**Brief**
Lines from the one containing "sample: [1088, 783]." through the end of the data are to be returned exactly, and no others.
[BEGIN Supplied records]
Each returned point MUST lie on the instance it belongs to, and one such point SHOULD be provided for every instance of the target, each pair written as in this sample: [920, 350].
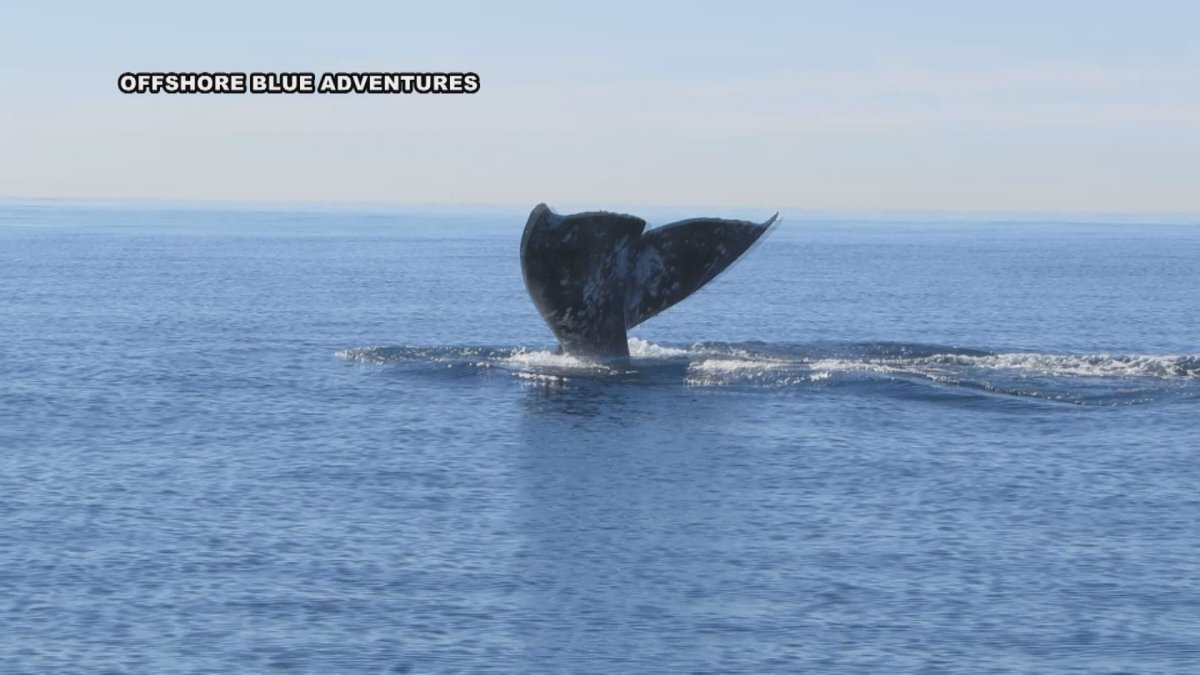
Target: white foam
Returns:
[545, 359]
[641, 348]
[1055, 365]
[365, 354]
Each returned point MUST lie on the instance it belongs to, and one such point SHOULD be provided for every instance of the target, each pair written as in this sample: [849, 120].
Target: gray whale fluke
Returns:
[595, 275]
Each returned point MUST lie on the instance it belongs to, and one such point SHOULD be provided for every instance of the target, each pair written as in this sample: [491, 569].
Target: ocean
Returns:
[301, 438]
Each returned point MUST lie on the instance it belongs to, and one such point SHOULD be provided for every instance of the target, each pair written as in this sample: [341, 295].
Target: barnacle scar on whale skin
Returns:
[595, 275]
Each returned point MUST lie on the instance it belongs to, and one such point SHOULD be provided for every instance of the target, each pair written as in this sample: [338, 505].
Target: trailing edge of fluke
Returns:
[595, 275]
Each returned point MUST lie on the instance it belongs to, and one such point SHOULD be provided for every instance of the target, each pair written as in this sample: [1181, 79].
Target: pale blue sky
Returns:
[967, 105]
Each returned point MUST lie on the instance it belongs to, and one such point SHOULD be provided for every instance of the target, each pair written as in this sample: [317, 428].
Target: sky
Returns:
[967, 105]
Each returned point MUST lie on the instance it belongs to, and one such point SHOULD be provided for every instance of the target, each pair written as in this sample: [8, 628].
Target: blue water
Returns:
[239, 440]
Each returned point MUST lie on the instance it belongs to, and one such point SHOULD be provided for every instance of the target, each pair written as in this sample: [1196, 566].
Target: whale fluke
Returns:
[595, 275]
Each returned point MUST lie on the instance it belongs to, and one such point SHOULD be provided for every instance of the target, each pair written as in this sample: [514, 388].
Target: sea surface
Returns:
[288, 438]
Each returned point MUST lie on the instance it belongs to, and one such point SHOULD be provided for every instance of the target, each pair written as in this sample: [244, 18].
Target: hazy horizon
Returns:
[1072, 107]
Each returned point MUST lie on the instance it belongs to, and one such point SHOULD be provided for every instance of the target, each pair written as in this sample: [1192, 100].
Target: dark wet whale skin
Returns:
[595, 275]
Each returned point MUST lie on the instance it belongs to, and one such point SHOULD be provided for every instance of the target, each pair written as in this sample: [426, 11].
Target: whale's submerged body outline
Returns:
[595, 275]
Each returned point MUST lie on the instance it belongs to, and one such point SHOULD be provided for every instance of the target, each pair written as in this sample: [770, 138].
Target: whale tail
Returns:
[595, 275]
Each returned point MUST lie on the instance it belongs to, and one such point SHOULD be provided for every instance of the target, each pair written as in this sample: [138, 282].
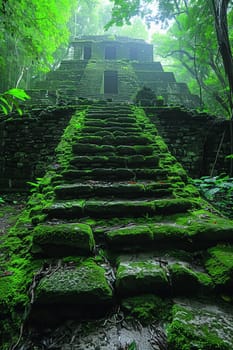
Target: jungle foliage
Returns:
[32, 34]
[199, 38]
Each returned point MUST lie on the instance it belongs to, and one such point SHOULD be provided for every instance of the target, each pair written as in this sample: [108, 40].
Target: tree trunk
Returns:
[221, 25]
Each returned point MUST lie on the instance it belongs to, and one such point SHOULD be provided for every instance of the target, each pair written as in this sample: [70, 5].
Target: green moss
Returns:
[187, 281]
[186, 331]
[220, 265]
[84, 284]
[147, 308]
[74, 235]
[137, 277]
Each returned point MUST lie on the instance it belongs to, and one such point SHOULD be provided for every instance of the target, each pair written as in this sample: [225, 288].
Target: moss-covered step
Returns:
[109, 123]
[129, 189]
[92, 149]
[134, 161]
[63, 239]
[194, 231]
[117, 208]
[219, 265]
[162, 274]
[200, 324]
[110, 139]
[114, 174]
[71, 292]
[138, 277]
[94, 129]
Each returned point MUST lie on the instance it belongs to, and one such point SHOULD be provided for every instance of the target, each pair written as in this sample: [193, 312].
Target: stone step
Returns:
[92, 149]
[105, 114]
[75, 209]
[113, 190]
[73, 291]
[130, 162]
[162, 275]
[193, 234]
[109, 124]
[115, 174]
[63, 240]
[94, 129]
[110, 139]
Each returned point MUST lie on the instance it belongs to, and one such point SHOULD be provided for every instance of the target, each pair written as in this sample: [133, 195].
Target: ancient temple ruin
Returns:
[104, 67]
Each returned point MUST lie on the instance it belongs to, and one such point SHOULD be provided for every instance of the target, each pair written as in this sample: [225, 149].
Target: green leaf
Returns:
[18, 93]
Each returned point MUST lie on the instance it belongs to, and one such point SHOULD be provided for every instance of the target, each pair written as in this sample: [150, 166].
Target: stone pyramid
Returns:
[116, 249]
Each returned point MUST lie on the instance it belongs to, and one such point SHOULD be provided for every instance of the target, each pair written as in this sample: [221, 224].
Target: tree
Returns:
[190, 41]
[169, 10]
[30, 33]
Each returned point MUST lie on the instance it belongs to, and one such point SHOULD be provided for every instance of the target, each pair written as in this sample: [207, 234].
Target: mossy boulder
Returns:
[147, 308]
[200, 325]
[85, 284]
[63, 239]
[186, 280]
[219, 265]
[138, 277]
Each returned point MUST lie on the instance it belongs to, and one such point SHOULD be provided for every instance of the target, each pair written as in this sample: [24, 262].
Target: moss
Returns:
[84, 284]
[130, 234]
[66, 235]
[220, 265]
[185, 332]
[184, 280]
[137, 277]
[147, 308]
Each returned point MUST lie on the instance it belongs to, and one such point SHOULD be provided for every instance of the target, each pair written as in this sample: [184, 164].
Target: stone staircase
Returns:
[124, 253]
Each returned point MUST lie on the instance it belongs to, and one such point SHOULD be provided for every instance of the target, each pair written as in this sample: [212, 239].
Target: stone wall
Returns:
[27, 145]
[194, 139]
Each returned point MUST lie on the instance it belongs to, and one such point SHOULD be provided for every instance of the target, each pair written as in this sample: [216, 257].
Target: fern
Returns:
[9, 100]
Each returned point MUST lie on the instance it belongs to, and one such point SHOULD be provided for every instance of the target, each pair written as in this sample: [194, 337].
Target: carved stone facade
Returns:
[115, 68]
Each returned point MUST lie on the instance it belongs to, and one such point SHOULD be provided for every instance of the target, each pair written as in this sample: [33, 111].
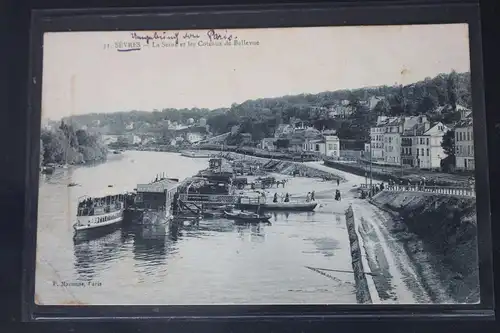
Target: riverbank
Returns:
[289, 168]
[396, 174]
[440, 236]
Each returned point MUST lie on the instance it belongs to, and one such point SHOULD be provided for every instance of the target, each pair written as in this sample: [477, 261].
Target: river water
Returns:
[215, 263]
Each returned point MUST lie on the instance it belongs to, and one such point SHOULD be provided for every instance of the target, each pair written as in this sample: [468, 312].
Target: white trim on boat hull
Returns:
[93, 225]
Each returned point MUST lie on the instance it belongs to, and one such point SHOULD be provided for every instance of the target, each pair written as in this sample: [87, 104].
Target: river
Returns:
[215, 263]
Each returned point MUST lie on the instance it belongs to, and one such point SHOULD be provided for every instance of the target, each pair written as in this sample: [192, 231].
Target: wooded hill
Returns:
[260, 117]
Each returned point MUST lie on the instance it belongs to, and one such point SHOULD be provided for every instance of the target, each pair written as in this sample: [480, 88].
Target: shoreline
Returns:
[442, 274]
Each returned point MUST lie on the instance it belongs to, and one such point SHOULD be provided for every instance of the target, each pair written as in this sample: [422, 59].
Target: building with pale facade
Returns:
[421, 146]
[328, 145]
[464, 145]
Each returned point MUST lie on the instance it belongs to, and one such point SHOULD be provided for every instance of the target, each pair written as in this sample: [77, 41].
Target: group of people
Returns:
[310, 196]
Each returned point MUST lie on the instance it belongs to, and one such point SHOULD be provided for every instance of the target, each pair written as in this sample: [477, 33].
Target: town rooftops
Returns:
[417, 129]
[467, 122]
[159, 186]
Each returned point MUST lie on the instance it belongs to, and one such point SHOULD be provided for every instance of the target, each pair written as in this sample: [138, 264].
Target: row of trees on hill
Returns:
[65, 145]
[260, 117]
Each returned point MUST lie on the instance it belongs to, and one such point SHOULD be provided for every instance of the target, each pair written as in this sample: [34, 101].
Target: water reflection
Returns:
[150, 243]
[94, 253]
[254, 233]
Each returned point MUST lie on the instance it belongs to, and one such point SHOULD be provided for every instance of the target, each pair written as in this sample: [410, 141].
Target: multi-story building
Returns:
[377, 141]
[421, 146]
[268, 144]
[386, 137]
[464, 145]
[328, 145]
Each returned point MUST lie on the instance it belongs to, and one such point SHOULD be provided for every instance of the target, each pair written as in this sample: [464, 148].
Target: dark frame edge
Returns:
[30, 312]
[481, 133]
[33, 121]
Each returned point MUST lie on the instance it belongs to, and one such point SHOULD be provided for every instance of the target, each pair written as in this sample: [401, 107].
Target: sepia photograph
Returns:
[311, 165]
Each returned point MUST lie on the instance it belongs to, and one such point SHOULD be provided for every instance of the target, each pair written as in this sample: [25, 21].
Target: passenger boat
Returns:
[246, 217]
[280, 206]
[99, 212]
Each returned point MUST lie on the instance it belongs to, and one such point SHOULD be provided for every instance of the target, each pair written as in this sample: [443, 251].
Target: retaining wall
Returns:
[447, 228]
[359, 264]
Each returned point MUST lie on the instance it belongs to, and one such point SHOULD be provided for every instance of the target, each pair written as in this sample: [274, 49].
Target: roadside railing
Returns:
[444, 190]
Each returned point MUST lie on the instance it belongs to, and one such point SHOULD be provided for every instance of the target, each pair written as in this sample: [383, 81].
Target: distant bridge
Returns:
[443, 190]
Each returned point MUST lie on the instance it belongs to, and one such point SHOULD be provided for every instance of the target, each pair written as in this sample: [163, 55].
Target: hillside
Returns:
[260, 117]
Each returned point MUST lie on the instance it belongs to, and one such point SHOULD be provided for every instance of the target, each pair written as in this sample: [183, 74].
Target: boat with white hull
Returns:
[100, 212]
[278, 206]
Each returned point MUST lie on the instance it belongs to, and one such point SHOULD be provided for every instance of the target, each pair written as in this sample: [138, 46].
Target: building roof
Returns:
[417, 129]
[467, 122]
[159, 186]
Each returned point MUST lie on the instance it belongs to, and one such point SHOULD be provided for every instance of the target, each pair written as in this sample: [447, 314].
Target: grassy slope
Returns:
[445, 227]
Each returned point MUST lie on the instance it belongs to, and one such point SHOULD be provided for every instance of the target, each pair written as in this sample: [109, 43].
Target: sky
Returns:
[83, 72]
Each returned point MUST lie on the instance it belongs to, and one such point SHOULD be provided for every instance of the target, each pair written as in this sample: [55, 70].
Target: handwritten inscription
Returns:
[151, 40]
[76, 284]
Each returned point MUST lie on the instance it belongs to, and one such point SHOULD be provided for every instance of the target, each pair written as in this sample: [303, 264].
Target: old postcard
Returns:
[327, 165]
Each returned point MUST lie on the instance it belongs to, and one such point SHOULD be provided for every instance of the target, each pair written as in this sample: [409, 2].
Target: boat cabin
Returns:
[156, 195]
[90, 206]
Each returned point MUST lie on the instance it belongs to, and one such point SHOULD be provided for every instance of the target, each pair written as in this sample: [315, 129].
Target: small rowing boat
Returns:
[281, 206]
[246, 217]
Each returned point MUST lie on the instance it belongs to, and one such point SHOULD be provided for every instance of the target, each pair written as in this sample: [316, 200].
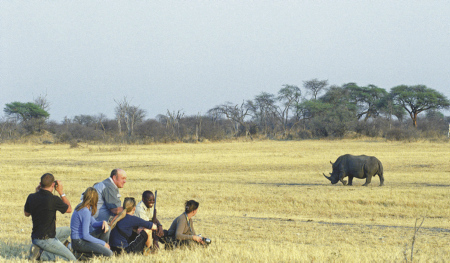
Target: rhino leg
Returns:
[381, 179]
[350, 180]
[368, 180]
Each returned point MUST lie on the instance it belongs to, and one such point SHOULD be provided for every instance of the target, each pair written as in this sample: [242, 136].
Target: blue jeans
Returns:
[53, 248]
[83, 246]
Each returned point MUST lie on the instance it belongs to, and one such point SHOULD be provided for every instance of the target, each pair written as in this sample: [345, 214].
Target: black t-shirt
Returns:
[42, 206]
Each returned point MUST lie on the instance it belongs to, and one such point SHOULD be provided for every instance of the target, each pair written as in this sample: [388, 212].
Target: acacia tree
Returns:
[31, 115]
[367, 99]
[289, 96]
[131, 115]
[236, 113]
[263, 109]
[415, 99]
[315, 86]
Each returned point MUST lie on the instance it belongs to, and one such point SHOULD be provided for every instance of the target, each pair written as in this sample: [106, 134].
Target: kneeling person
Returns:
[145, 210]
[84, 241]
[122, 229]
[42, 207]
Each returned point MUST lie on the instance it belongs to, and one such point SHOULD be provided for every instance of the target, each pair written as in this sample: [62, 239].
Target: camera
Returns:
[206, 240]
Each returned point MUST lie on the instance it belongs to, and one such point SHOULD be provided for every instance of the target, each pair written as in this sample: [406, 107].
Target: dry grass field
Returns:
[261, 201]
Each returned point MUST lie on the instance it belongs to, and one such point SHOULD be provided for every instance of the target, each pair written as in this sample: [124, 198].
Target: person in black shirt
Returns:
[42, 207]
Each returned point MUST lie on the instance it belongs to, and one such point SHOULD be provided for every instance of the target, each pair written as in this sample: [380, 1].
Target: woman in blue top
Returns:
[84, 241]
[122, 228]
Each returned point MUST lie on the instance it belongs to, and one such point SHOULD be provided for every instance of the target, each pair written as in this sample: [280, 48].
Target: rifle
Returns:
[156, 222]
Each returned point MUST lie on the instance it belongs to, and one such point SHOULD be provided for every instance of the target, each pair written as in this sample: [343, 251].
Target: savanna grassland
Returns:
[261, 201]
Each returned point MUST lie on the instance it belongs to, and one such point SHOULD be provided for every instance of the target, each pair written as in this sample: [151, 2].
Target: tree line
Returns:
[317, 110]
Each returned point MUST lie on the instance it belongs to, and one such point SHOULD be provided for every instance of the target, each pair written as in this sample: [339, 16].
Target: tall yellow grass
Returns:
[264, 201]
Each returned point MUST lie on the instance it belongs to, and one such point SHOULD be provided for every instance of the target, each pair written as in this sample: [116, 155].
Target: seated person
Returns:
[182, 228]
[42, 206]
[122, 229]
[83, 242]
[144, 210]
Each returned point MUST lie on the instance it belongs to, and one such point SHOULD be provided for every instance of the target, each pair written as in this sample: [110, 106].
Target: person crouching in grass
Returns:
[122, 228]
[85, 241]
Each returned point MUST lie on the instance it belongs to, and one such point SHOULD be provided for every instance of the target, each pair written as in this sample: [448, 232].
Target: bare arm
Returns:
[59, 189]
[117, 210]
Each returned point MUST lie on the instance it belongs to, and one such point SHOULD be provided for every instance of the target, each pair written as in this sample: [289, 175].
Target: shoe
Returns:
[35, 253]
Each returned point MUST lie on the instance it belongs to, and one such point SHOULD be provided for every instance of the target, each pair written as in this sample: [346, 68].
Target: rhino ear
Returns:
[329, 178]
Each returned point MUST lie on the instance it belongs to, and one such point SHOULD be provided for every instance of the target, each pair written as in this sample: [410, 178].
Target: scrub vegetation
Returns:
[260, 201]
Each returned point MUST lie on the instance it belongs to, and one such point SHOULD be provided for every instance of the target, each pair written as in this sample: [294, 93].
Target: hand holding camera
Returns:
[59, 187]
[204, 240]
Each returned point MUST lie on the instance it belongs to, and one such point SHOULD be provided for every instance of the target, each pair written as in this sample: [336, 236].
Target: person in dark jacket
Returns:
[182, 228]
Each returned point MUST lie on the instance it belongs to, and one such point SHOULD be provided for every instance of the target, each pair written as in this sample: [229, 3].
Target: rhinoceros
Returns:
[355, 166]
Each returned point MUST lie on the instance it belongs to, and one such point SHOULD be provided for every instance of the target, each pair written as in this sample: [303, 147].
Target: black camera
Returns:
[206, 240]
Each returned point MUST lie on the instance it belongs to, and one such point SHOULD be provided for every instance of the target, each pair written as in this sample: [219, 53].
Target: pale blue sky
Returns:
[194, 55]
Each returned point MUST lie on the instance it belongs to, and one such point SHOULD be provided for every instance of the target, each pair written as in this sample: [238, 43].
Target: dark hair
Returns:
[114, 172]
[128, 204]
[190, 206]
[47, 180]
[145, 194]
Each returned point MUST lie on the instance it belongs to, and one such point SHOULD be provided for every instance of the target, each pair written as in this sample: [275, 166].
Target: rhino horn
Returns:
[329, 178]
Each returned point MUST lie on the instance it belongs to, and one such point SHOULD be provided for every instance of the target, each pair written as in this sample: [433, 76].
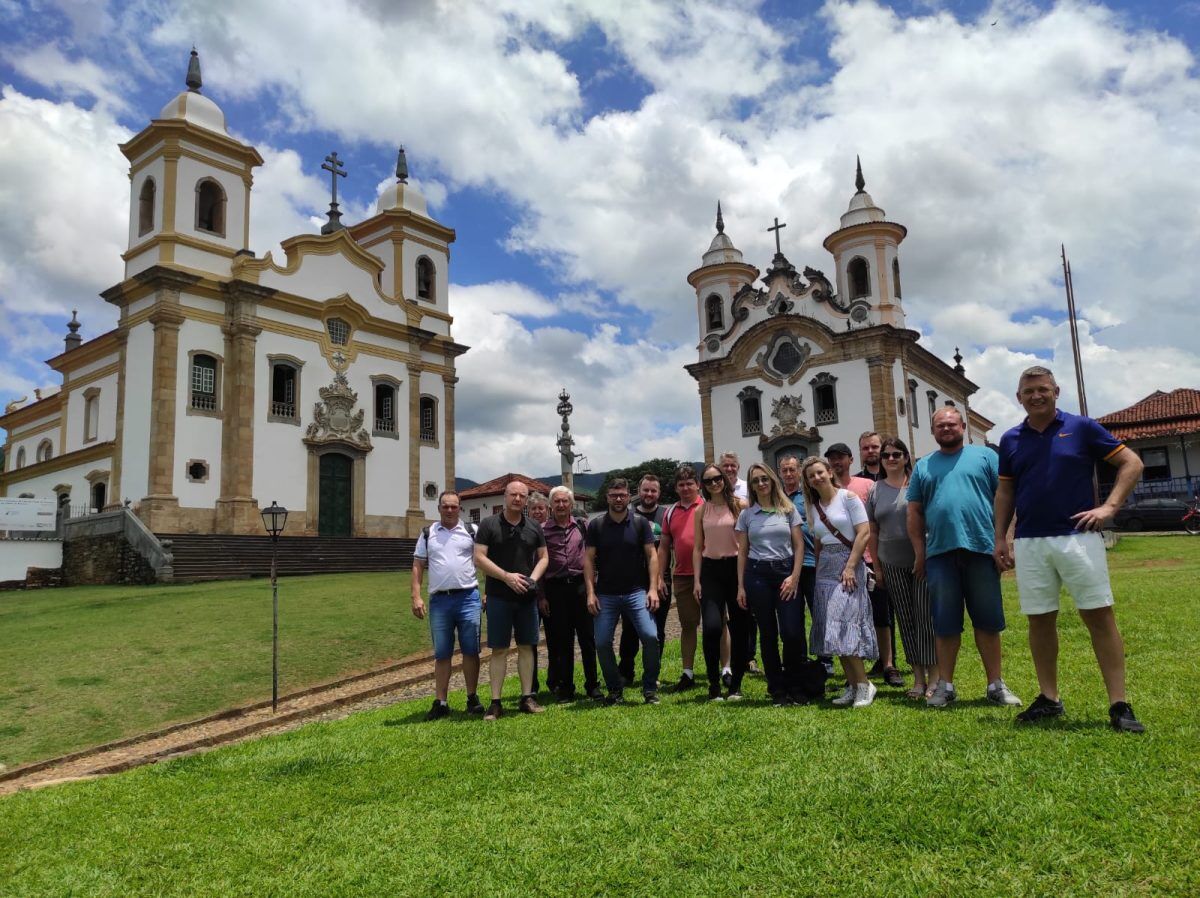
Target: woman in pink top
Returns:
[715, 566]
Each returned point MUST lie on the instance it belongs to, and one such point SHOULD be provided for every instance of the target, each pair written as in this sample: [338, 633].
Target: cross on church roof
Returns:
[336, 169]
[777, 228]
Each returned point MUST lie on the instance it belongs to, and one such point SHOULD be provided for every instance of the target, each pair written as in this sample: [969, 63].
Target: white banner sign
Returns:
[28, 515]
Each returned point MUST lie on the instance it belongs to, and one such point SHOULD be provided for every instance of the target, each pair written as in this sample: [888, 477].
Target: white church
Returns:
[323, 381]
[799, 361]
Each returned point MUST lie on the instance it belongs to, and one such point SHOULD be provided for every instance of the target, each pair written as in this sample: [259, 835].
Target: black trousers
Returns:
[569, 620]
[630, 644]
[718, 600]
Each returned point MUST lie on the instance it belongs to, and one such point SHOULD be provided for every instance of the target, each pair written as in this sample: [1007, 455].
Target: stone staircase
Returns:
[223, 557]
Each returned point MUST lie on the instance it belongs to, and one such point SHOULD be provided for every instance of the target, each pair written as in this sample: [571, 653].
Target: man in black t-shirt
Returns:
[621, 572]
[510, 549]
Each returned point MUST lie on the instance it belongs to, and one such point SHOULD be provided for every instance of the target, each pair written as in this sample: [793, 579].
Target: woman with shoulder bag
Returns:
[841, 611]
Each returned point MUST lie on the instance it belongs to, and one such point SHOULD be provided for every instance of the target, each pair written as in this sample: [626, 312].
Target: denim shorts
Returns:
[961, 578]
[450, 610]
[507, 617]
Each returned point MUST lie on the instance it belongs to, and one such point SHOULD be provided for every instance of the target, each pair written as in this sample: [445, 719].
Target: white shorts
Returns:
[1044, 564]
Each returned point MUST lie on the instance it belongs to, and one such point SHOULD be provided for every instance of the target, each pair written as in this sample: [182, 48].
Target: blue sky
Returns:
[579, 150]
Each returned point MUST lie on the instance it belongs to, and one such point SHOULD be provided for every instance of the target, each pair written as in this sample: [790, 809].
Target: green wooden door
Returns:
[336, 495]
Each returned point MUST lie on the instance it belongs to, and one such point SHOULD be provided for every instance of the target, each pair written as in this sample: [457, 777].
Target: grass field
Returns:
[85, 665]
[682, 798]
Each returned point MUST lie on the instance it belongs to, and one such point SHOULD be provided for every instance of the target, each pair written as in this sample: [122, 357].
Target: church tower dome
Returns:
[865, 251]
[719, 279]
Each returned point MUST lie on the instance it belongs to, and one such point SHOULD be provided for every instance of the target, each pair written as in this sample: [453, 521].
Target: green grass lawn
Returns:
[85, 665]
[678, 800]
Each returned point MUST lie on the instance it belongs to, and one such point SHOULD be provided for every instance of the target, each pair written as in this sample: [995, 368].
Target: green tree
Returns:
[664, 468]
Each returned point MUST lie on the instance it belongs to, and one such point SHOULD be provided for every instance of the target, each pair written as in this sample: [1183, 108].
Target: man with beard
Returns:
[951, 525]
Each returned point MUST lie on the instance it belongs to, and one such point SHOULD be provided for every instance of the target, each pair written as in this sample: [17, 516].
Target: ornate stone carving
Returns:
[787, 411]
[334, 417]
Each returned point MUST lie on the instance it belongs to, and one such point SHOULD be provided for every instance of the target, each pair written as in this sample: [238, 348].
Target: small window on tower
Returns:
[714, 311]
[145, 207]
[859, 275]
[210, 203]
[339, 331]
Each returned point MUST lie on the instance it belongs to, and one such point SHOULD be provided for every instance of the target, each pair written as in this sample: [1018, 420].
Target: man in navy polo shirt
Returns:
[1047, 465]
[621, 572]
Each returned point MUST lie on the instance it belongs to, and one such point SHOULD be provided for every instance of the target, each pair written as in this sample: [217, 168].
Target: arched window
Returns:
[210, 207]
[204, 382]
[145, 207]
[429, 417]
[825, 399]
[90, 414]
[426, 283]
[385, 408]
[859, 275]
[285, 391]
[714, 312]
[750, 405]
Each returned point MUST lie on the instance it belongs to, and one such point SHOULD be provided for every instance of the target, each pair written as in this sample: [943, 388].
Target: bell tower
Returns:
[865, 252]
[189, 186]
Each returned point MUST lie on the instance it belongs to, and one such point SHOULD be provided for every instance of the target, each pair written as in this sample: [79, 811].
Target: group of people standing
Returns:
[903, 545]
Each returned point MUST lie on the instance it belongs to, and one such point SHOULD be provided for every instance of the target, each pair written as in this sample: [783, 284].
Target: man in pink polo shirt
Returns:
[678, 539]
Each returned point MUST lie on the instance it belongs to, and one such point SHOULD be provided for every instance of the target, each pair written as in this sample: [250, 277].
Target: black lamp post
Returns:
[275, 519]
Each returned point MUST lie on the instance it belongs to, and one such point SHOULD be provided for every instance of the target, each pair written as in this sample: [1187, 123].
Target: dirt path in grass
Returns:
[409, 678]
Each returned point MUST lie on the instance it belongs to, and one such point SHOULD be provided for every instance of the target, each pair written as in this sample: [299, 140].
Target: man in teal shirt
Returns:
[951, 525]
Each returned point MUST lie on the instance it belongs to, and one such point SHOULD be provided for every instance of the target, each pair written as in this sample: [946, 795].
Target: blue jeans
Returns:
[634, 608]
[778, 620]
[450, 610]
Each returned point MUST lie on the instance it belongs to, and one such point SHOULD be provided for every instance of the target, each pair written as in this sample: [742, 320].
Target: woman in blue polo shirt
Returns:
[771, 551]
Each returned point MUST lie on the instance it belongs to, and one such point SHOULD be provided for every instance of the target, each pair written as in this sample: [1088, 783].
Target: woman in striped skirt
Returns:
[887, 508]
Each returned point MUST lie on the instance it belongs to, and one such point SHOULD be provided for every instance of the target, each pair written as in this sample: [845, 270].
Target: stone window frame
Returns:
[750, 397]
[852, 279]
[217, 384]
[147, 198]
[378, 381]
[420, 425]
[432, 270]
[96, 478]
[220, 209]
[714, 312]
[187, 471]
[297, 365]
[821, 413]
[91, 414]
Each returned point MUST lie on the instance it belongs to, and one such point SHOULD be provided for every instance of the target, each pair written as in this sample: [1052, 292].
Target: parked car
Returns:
[END Supplied records]
**Reply**
Each returned point MUST lie on the instance it belongs to, and one such point SHOULD be provided for every instance of the target, each pair written as in this sample: [1088, 783].
Target: woman in striped skirt
Returns:
[887, 508]
Each returned point MUST lie on the instance it belongs to, and one such point SHOULD be provided for every instance of the target, each pair written as in this sample: [845, 270].
Target: stone window frame
Returns:
[750, 397]
[852, 279]
[217, 384]
[147, 198]
[378, 381]
[420, 425]
[432, 270]
[96, 478]
[220, 209]
[714, 312]
[187, 471]
[297, 365]
[821, 413]
[91, 414]
Each returned point MUST lie on the instance it belongs to, and one such point SHOULD be provided for every instance of the target, each pair written as in this sample: [1052, 292].
Target: parked car
Returns:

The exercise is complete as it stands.